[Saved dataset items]
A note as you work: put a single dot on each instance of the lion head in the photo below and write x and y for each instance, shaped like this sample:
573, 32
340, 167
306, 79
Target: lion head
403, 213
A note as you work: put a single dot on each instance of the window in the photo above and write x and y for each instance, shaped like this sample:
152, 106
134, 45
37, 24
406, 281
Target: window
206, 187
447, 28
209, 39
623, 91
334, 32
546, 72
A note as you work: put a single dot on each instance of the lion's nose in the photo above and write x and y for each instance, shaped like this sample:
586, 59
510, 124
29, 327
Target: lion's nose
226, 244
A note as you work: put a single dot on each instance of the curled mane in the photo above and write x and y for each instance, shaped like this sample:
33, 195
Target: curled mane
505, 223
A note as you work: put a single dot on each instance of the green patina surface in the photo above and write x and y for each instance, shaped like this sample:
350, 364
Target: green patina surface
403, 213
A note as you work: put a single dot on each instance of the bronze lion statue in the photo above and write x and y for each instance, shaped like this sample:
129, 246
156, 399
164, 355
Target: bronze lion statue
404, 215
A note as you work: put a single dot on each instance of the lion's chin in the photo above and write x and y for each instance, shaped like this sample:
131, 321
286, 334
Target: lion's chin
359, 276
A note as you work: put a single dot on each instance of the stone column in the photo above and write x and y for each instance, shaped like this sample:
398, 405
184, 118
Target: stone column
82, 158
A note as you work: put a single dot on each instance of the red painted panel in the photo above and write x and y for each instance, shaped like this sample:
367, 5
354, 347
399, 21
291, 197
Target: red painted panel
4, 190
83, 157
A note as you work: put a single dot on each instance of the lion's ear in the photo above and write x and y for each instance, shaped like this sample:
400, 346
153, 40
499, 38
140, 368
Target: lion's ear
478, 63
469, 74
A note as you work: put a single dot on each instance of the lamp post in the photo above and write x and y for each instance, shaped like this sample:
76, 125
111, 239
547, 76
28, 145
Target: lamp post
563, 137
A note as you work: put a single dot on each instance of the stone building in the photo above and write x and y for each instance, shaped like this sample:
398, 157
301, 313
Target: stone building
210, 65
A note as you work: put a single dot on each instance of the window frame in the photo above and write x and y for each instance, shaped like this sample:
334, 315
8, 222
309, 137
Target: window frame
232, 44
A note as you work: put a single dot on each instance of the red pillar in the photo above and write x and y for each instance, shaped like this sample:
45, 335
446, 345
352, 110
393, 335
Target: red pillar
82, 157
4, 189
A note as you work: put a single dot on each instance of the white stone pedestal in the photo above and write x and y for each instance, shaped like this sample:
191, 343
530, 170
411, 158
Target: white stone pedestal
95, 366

PROBLEM DETAILS: Copy all of the data above, swapping "single dot" for "small mark" at every occurrence and leaving everything else unchanged.

THE RESPONSE:
A note as you work: put a small mark on each instance of the lion head in the photo below and write x and y for each instance, shaped like this sample:
573, 32
340, 167
306, 79
Target: lion head
403, 213
A note as you work: put a small mark on each instance of the window in the photo above and write x and y for each instance, shaped like this sample:
152, 106
134, 45
37, 24
406, 281
Target: window
206, 187
447, 28
209, 39
623, 91
334, 32
546, 72
A note as you work: put a small mark on each instance of the lion's nose in the photo above and write x and y for each instance, shaped like this sample:
586, 59
510, 124
29, 327
Target: lion's nose
226, 244
A note as you work: put a small mark on each instance of the curled mane in the photo above and write x and y for each instance, shaped like this sample:
33, 195
Target: curled mane
505, 223
A note as you work: put a small mark on each instance of the green patina surface in the photo above and write x and y for each instance, shaped like this sample:
350, 364
Target: green patina surface
403, 213
A note as you work: put a small mark on each instance of the bronze lion statue in the photo above and write x and y for each instance, shaped like this sample:
129, 246
156, 399
164, 355
Target: bronze lion statue
404, 215
A note as you work: put a small mark on each instance of the lion's chin in the photo above and write x and y for each instance, shaped like this sample:
131, 321
286, 334
Target: lion's chin
359, 276
A note as you work: put a small mark on each instance of the stone column in the photo above and write x and y for each instance, shaped like this sample:
398, 405
184, 118
Target: stone column
82, 158
A note as you work: put a small mark on each instance of the red painted panel in the photo above and write x and y for each instance, shaped like this sample:
367, 5
354, 347
399, 21
291, 197
Target: red painted panel
4, 190
83, 157
A note as you work: put a small mark on each instance of the lion's ear in the photo above and write x and y for each instance, shaped like this sample:
400, 346
153, 40
499, 38
140, 368
Target: lion's ear
478, 63
469, 74
A note as you work: put a small mark on each instance of the lamp post in the photo above and write x and y for each instance, shaped like this sample:
76, 125
111, 239
547, 76
28, 145
Target: lamp post
563, 137
A note as you work: put a small mark on each instance of the stone building in the photo above and write x and y for each instance, shaped like this sample:
398, 157
301, 313
Target: stone building
210, 65
A note as you work: put a small mark on each instance of the window frame in the photo above and write x and y for each instance, shaped like this sample:
334, 315
8, 222
309, 137
Target: window frame
232, 44
A note as you work: put a small mark on each instance of the red pillar in the photo above and write x and y for each instance, shaped like this sample:
45, 335
446, 345
352, 110
393, 335
Target: red pillar
82, 157
4, 189
A note as you work: put a small mark on each instance of the white stone pedestal in the photo above and write x and y for each instance, shaped like this sample:
191, 343
530, 170
411, 158
Target: white stone pedestal
95, 366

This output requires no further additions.